Problem details: In the records that follow, locate every line with "frame" and extract it.

Record extracts:
=== Begin Enclosure ===

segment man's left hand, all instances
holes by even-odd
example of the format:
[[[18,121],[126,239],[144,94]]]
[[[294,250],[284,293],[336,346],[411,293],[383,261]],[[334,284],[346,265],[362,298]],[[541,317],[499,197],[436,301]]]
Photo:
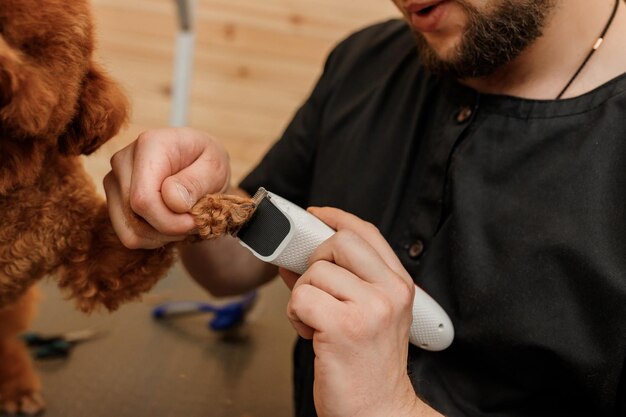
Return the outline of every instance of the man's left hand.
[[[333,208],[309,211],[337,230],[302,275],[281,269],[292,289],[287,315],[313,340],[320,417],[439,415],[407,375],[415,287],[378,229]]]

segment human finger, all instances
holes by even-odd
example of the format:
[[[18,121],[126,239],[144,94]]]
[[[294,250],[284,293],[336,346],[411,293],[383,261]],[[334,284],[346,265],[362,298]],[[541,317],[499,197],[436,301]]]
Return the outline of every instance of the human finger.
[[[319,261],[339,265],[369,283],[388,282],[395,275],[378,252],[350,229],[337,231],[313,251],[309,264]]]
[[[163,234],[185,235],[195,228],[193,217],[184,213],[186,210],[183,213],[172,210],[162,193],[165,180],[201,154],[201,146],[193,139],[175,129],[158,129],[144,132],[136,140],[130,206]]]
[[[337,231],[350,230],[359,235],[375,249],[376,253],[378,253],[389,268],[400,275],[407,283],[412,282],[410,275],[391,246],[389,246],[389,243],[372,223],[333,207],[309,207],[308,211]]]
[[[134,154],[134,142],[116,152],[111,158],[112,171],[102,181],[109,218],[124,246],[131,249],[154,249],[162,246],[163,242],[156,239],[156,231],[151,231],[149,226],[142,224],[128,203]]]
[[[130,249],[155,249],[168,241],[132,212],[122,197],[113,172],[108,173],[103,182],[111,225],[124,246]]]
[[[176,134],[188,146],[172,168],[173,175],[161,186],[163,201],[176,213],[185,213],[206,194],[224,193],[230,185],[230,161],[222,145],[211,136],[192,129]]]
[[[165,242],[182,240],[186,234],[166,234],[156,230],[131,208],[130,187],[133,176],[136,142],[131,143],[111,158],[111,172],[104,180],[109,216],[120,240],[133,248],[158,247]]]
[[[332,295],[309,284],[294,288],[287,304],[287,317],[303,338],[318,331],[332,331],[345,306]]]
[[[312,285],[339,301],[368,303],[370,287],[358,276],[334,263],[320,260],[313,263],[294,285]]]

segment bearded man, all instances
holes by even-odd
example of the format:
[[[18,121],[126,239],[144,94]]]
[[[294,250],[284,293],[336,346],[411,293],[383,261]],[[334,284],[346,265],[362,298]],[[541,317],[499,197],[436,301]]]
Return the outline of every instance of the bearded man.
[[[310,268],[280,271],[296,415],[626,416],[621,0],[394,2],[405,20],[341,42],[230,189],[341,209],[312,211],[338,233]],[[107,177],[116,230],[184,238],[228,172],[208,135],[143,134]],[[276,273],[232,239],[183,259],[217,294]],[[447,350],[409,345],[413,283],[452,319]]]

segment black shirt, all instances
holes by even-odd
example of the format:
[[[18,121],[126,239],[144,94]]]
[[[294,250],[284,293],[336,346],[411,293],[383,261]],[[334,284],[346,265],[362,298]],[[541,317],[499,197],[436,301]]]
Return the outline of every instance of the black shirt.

=== End Enclosure ===
=== Begin Enclosure ===

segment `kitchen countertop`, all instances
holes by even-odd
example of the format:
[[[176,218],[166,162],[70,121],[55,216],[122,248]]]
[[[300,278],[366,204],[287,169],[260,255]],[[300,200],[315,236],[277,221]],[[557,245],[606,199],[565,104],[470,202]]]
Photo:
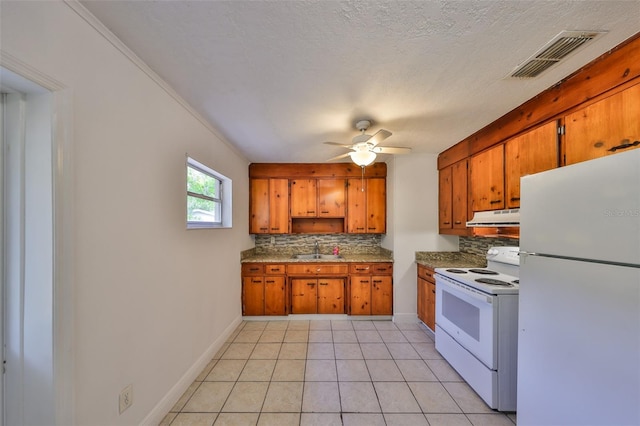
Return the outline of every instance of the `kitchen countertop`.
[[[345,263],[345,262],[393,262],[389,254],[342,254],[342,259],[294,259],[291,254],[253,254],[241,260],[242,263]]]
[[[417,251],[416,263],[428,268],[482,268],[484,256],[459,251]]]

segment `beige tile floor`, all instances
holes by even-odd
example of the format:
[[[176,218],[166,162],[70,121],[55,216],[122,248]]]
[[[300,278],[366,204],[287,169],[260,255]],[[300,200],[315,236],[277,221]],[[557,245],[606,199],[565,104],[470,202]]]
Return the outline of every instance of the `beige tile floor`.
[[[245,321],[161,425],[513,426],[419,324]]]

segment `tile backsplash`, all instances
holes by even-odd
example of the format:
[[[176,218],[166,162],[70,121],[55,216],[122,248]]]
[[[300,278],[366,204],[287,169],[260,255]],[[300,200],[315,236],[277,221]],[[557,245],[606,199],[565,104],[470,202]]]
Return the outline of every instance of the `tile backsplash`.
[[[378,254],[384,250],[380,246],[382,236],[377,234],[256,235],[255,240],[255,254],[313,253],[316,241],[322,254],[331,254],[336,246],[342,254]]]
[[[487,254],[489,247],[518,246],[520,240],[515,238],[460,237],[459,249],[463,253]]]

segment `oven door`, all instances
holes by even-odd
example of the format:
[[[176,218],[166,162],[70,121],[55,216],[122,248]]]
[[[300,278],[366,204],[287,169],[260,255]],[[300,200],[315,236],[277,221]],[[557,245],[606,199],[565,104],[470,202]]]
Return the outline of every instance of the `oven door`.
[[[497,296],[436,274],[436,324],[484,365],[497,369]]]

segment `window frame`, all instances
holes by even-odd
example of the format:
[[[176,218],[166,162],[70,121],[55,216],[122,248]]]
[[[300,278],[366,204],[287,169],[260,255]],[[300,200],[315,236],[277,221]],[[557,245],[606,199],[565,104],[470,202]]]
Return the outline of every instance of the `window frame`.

=== End Enclosure ===

Output of the task:
segment `window frame`, all instances
Return the outline of every instance of the `window frame`.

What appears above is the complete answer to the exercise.